*Records to process:*
>>>

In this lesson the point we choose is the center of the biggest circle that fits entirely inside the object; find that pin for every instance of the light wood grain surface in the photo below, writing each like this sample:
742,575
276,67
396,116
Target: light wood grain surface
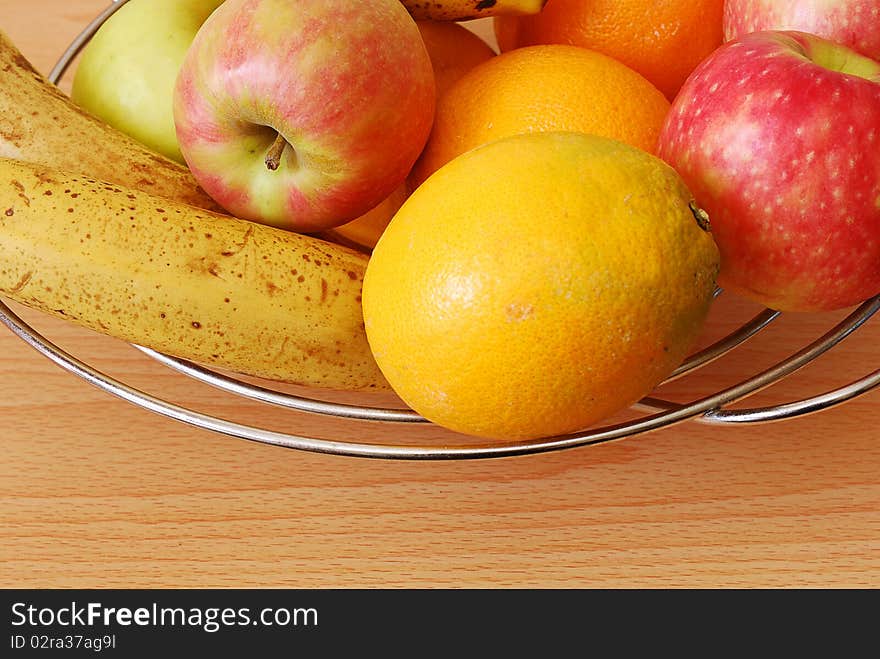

<<<

*Task statement:* All of the data must be given again exactly, without the pictures.

*Response to the task:*
In this lesson the point we choose is the center of the biggest circle that fits entirely inside the object; find that pin for every instance of the light wood grain surface in the photo below, writing each like this sample:
742,575
276,67
396,116
Target: light wood grain surface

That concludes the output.